↓↓↓

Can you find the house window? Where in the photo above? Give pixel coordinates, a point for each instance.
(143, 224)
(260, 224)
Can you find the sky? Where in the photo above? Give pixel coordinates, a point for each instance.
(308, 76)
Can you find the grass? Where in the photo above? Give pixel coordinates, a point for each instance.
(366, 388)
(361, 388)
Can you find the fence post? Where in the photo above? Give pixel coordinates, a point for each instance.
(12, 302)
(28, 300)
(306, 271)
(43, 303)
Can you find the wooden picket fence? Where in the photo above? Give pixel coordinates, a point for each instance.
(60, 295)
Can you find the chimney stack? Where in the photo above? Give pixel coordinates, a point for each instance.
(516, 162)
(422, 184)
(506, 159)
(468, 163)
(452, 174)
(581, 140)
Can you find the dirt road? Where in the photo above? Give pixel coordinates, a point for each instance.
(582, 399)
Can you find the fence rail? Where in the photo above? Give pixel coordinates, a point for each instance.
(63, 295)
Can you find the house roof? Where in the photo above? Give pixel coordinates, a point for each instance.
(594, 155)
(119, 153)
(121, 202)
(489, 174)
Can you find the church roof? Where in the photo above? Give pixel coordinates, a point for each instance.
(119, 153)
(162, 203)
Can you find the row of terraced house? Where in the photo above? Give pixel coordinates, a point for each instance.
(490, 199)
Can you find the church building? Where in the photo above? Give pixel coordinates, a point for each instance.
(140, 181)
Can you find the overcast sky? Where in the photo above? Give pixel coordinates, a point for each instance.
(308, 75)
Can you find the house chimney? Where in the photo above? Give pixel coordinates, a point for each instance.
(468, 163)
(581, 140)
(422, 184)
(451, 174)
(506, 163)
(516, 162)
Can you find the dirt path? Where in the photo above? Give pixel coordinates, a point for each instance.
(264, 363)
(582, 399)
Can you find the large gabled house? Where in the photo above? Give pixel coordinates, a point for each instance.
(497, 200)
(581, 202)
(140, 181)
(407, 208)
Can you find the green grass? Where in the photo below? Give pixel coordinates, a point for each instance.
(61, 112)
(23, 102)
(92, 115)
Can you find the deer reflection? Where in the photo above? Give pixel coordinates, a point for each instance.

↑↑↑

Once you have read the records, output each one exactly as written.

● TASK RESULT:
Can you find the house window? Where in the photo above? Give pixel coordinates, a point for each instance.
(143, 224)
(260, 224)
Can you find the sky? Where in the photo above? Give pixel coordinates, a point for each instance.
(308, 76)
Can you find the grass? Where in the photo above? Give pixel coordinates, a point for each instance.
(366, 388)
(361, 388)
Can you find the fence post? Where in the photo above? Give pixel coordinates, a point for each instance.
(12, 302)
(28, 300)
(306, 271)
(43, 303)
Can you find the wooden picket fence? Where in the photo above? Give pixel coordinates, a point for each instance.
(60, 295)
Can you find the chimney stack? Where in the photo above? Give pixel coordinates, a point for each instance.
(516, 162)
(422, 184)
(506, 159)
(468, 163)
(452, 174)
(581, 140)
Can you find the dirt road? Where in the photo above? Give pixel coordinates, a point for each instance.
(582, 399)
Can you find the fence rail? Where in the photo above? Give pixel coordinates, a point for each instance.
(63, 295)
Can you find the house roof? Where in the photo above? Give pixel coordinates, a point for each instance.
(594, 155)
(119, 153)
(121, 202)
(489, 174)
Can you find the church roof? Where in the photo above? Give pixel coordinates, a point for each instance.
(119, 153)
(162, 203)
Can you find the row of terraced house? Where in the photo above? Give pixel coordinates, a point for each instance.
(490, 199)
Can you find the church building? Where in the photo above? Give pixel coordinates, a point for each instance.
(140, 181)
Can you find the overcast sky? Where in the photo above? Give pixel coordinates, a point for each instance.
(308, 75)
Can you find the house chimney? Where in the photo above? Give pixel coordinates, a point for each instance.
(468, 163)
(581, 140)
(422, 184)
(451, 174)
(506, 163)
(516, 162)
Can you find the dirt path? Where in the photo above? Give pixel coordinates, a point for each instance.
(264, 363)
(582, 399)
Can you find the large gabled house? Where in the photo above? Give pixel coordinates, a point for each instance.
(497, 200)
(581, 202)
(140, 181)
(407, 208)
Can you find the green grass? Where in the photo below? Give pixel coordinates, a point for each instance.
(61, 112)
(23, 102)
(92, 115)
Can you find the deer reflection? Where in the photo above? Give pixel coordinates, a point for each instance.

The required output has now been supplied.